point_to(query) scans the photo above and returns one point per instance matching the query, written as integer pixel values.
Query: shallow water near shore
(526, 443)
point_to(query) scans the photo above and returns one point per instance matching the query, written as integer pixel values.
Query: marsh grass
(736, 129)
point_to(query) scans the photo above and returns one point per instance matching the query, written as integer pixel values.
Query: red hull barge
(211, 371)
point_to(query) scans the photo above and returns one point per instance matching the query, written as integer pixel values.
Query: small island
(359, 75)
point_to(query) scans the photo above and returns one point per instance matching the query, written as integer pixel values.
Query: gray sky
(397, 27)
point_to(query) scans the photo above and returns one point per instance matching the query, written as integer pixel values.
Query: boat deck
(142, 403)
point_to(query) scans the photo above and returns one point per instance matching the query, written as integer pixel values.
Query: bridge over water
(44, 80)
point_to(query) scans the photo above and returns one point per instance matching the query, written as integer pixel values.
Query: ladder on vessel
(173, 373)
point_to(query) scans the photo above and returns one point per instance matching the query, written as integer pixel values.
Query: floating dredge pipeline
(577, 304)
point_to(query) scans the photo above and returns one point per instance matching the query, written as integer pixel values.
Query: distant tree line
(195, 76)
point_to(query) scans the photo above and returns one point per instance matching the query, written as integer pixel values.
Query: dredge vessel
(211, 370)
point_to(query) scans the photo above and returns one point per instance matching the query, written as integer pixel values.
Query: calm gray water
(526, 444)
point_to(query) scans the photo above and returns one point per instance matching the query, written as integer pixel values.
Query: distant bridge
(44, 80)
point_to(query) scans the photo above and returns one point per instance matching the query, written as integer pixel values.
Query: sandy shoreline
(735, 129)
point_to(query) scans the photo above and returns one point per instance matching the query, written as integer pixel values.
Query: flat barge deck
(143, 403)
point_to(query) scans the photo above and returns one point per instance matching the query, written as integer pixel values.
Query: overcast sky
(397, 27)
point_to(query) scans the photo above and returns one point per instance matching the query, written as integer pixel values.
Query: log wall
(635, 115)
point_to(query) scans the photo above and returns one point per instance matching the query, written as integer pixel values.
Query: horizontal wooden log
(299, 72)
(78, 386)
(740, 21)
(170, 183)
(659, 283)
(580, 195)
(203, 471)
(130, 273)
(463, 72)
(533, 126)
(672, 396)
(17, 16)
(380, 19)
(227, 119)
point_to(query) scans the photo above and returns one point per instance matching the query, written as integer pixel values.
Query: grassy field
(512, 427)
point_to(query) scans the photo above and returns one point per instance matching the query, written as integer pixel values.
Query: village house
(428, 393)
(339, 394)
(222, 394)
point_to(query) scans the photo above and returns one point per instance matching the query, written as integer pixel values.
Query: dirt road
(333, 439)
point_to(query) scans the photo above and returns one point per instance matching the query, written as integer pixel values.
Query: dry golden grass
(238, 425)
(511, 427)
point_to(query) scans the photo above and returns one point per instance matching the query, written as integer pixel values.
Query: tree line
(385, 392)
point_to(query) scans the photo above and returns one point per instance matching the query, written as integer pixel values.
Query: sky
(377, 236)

WHAT YOU WILL DO:
Gather every line of the listing above that contains the word "deck", matching case exactly.

THE REPLY:
Query: boat deck
Query: flat barge deck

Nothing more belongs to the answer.